— Records —

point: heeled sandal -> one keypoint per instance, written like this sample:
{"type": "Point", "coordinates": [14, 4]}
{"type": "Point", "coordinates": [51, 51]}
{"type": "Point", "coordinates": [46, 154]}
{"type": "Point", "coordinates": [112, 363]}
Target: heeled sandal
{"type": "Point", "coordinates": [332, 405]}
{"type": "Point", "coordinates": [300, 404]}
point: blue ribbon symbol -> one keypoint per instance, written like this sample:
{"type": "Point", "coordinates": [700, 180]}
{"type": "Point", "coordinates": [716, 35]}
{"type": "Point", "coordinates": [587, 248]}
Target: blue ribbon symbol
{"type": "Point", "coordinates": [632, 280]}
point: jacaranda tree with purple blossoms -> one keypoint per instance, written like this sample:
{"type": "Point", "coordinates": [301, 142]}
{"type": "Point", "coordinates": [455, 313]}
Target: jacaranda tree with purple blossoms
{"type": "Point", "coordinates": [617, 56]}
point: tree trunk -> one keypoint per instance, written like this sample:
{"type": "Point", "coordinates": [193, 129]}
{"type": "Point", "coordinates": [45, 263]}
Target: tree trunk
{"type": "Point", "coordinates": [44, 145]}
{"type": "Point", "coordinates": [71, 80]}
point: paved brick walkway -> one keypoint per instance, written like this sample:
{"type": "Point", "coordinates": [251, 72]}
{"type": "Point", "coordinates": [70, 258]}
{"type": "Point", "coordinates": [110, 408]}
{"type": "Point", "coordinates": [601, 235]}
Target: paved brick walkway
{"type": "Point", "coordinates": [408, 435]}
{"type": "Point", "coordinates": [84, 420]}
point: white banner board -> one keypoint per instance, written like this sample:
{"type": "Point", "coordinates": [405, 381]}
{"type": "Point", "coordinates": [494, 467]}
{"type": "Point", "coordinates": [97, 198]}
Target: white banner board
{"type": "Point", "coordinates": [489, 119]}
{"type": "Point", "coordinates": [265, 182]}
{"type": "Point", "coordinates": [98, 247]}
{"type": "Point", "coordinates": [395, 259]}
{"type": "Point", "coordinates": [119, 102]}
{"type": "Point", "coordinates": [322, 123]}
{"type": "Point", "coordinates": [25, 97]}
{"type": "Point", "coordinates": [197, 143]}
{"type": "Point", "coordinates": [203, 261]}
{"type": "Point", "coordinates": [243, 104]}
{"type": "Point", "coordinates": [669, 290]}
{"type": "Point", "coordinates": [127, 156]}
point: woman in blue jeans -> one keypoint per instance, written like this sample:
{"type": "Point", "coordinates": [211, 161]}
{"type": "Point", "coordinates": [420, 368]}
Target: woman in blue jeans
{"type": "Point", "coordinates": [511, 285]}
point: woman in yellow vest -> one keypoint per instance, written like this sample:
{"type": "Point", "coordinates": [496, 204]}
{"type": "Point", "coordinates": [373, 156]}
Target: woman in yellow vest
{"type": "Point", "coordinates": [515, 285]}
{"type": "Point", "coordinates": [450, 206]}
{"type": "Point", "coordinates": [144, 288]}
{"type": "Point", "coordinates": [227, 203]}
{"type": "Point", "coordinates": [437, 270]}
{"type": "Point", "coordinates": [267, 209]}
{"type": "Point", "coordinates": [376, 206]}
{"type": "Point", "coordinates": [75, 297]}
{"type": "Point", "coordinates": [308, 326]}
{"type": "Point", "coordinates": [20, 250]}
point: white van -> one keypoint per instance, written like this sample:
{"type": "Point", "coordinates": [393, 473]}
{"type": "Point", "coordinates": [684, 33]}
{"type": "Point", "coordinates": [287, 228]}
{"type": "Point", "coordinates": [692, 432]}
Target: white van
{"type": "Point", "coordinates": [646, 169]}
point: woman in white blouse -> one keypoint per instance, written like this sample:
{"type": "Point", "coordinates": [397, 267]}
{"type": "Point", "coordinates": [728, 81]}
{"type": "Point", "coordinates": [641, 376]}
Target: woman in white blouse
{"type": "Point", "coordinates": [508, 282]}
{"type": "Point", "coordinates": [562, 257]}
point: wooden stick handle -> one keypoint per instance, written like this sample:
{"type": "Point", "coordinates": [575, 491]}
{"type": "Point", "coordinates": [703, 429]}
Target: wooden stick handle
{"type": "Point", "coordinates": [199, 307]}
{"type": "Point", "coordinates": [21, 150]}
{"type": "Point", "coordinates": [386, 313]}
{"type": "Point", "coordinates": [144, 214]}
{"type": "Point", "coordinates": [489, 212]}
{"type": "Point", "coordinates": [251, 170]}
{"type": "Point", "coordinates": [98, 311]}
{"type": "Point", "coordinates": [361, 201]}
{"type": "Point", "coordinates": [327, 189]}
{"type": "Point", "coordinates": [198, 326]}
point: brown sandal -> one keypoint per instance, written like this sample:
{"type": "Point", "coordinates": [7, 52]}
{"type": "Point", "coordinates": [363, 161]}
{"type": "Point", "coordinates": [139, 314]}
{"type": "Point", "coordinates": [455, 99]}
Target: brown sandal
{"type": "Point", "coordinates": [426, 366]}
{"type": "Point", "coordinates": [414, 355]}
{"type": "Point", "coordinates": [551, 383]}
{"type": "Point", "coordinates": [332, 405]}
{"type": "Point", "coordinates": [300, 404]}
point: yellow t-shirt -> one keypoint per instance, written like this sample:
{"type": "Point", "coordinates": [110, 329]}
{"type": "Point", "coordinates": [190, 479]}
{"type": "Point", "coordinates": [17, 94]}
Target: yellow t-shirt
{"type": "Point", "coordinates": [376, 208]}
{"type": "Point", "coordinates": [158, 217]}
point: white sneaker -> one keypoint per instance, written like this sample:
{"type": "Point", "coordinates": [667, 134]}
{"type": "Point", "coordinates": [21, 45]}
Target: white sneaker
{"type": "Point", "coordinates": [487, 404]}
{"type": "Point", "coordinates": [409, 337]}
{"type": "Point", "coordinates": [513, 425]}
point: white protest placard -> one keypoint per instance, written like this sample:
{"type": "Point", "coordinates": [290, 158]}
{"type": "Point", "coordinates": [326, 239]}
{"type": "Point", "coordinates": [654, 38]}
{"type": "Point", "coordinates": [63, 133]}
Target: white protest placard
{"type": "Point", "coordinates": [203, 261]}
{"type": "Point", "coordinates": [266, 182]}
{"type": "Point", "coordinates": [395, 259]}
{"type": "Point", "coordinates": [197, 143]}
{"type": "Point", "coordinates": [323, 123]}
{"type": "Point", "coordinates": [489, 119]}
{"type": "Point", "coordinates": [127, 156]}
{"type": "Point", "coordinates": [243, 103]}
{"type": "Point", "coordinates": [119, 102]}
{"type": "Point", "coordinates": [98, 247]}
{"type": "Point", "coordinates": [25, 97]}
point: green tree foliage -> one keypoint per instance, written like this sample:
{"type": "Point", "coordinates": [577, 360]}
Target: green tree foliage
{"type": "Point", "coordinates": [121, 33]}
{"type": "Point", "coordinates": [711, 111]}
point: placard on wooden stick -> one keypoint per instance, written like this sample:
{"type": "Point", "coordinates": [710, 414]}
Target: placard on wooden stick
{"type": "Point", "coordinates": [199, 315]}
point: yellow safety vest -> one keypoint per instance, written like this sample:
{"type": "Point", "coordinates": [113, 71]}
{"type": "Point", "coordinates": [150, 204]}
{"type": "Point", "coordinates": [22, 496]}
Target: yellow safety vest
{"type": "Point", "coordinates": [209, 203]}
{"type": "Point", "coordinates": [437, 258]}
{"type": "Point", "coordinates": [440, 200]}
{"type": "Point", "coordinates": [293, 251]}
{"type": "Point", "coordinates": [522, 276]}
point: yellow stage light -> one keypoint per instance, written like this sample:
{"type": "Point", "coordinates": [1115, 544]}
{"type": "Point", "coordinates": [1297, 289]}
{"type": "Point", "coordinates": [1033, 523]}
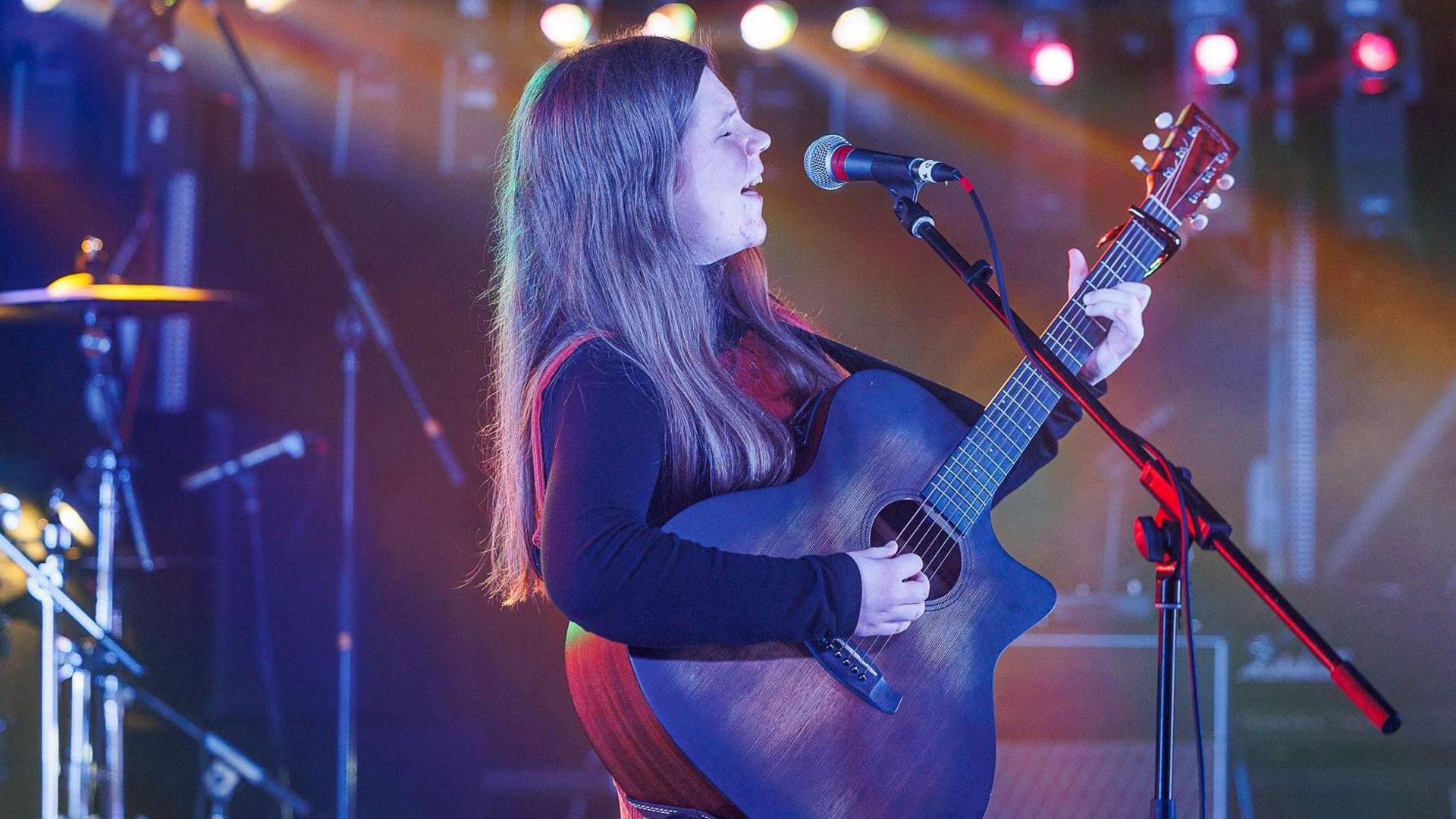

— Brief —
This task calls for the listing to be restated exactly, with images omitted.

— Result for this exercise —
point: heeled sandal -> one keypoint per instance, written like this sample:
{"type": "Point", "coordinates": [14, 4]}
{"type": "Point", "coordinates": [51, 51]}
{"type": "Point", "coordinates": [46, 154]}
{"type": "Point", "coordinates": [112, 363]}
Target: heeled sandal
{"type": "Point", "coordinates": [332, 405]}
{"type": "Point", "coordinates": [300, 404]}
point: blue ribbon symbol -> one keypoint per instance, written like this sample:
{"type": "Point", "coordinates": [700, 180]}
{"type": "Point", "coordinates": [716, 35]}
{"type": "Point", "coordinates": [587, 248]}
Target: blue ribbon symbol
{"type": "Point", "coordinates": [632, 280]}
point: jacaranda tree with purple blossoms -> one keypoint per instance, written like this sample:
{"type": "Point", "coordinates": [301, 142]}
{"type": "Point", "coordinates": [455, 313]}
Target: jacaranda tree with purple blossoms
{"type": "Point", "coordinates": [617, 56]}
point: tree trunk -> one keypoint per instance, written like this sample:
{"type": "Point", "coordinates": [193, 129]}
{"type": "Point", "coordinates": [45, 263]}
Target: tree trunk
{"type": "Point", "coordinates": [44, 145]}
{"type": "Point", "coordinates": [71, 80]}
point: paved brick walkway -> one keypoint per instance, written like this sample:
{"type": "Point", "coordinates": [251, 72]}
{"type": "Point", "coordinates": [70, 258]}
{"type": "Point", "coordinates": [110, 408]}
{"type": "Point", "coordinates": [601, 235]}
Target: paved brick walkway
{"type": "Point", "coordinates": [408, 435]}
{"type": "Point", "coordinates": [84, 420]}
point: white banner board -> one keypoint per instance, written like this sample:
{"type": "Point", "coordinates": [405, 381]}
{"type": "Point", "coordinates": [494, 467]}
{"type": "Point", "coordinates": [97, 198]}
Target: white banner board
{"type": "Point", "coordinates": [489, 119]}
{"type": "Point", "coordinates": [265, 182]}
{"type": "Point", "coordinates": [98, 247]}
{"type": "Point", "coordinates": [395, 259]}
{"type": "Point", "coordinates": [119, 102]}
{"type": "Point", "coordinates": [322, 123]}
{"type": "Point", "coordinates": [25, 97]}
{"type": "Point", "coordinates": [197, 143]}
{"type": "Point", "coordinates": [203, 261]}
{"type": "Point", "coordinates": [243, 104]}
{"type": "Point", "coordinates": [669, 290]}
{"type": "Point", "coordinates": [127, 156]}
point: woman in blue jeans -> one keypoint per instance, written like this sample:
{"type": "Point", "coordinates": [211, 161]}
{"type": "Point", "coordinates": [420, 368]}
Target: woman in blue jeans
{"type": "Point", "coordinates": [511, 285]}
point: woman in yellow vest -> one keypoint per instance, written like this sample:
{"type": "Point", "coordinates": [496, 204]}
{"type": "Point", "coordinates": [373, 156]}
Target: woman in yellow vest
{"type": "Point", "coordinates": [515, 285]}
{"type": "Point", "coordinates": [450, 206]}
{"type": "Point", "coordinates": [144, 288]}
{"type": "Point", "coordinates": [227, 203]}
{"type": "Point", "coordinates": [437, 270]}
{"type": "Point", "coordinates": [267, 209]}
{"type": "Point", "coordinates": [376, 206]}
{"type": "Point", "coordinates": [75, 297]}
{"type": "Point", "coordinates": [308, 326]}
{"type": "Point", "coordinates": [20, 250]}
point: white van -> one keypoint per instance, written like this sample:
{"type": "Point", "coordinates": [393, 473]}
{"type": "Point", "coordinates": [684, 33]}
{"type": "Point", "coordinates": [287, 228]}
{"type": "Point", "coordinates": [692, 432]}
Target: white van
{"type": "Point", "coordinates": [646, 169]}
point: woman in white blouse -> one keypoint per instance, written like this sample:
{"type": "Point", "coordinates": [397, 267]}
{"type": "Point", "coordinates": [728, 81]}
{"type": "Point", "coordinates": [641, 376]}
Target: woman in white blouse
{"type": "Point", "coordinates": [508, 282]}
{"type": "Point", "coordinates": [562, 257]}
point: wooden stick handle -> one keypoint per instance, written like this sample:
{"type": "Point", "coordinates": [575, 491]}
{"type": "Point", "coordinates": [703, 429]}
Target: wooden stick handle
{"type": "Point", "coordinates": [199, 307]}
{"type": "Point", "coordinates": [21, 150]}
{"type": "Point", "coordinates": [386, 313]}
{"type": "Point", "coordinates": [144, 214]}
{"type": "Point", "coordinates": [489, 212]}
{"type": "Point", "coordinates": [251, 170]}
{"type": "Point", "coordinates": [98, 311]}
{"type": "Point", "coordinates": [361, 201]}
{"type": "Point", "coordinates": [327, 189]}
{"type": "Point", "coordinates": [198, 326]}
point: brown sandal -> one keypoint per instance, written like this sample:
{"type": "Point", "coordinates": [7, 52]}
{"type": "Point", "coordinates": [363, 161]}
{"type": "Point", "coordinates": [139, 314]}
{"type": "Point", "coordinates": [455, 99]}
Target: brown sandal
{"type": "Point", "coordinates": [426, 366]}
{"type": "Point", "coordinates": [414, 355]}
{"type": "Point", "coordinates": [551, 383]}
{"type": "Point", "coordinates": [332, 405]}
{"type": "Point", "coordinates": [300, 404]}
point: yellow t-shirt -> one keypoint per instance, written like this sample:
{"type": "Point", "coordinates": [110, 329]}
{"type": "Point", "coordinates": [190, 479]}
{"type": "Point", "coordinates": [17, 94]}
Target: yellow t-shirt
{"type": "Point", "coordinates": [376, 208]}
{"type": "Point", "coordinates": [158, 217]}
point: white sneaker -> one keypoint per instance, written like this sample:
{"type": "Point", "coordinates": [667, 134]}
{"type": "Point", "coordinates": [21, 45]}
Target: white sneaker
{"type": "Point", "coordinates": [487, 404]}
{"type": "Point", "coordinates": [409, 337]}
{"type": "Point", "coordinates": [513, 425]}
point: white protest placard -> one keypoint per instance, written like this sample:
{"type": "Point", "coordinates": [290, 158]}
{"type": "Point", "coordinates": [326, 239]}
{"type": "Point", "coordinates": [654, 38]}
{"type": "Point", "coordinates": [63, 133]}
Target: white protest placard
{"type": "Point", "coordinates": [203, 261]}
{"type": "Point", "coordinates": [266, 182]}
{"type": "Point", "coordinates": [395, 259]}
{"type": "Point", "coordinates": [197, 143]}
{"type": "Point", "coordinates": [323, 123]}
{"type": "Point", "coordinates": [489, 119]}
{"type": "Point", "coordinates": [127, 156]}
{"type": "Point", "coordinates": [243, 103]}
{"type": "Point", "coordinates": [119, 102]}
{"type": "Point", "coordinates": [98, 247]}
{"type": "Point", "coordinates": [25, 97]}
point: green tree foliage -> one keypoint per instance, written like this sample:
{"type": "Point", "coordinates": [577, 360]}
Target: green tree foliage
{"type": "Point", "coordinates": [121, 33]}
{"type": "Point", "coordinates": [711, 111]}
point: placard on wooden stick -> one keypoint per instance, written like this sample:
{"type": "Point", "coordinates": [710, 414]}
Target: placard on wooden stick
{"type": "Point", "coordinates": [199, 315]}
point: yellow safety vest -> one keypoint per instance, written like this sample:
{"type": "Point", "coordinates": [113, 71]}
{"type": "Point", "coordinates": [150, 204]}
{"type": "Point", "coordinates": [22, 496]}
Target: yellow safety vest
{"type": "Point", "coordinates": [209, 203]}
{"type": "Point", "coordinates": [437, 258]}
{"type": "Point", "coordinates": [440, 200]}
{"type": "Point", "coordinates": [293, 251]}
{"type": "Point", "coordinates": [522, 276]}
point: yellow stage light -> one keypoint per instance, written like this sample:
{"type": "Point", "coordinates": [1115, 544]}
{"type": "Point", "coordinates": [1297, 289]}
{"type": "Point", "coordinates": [1033, 523]}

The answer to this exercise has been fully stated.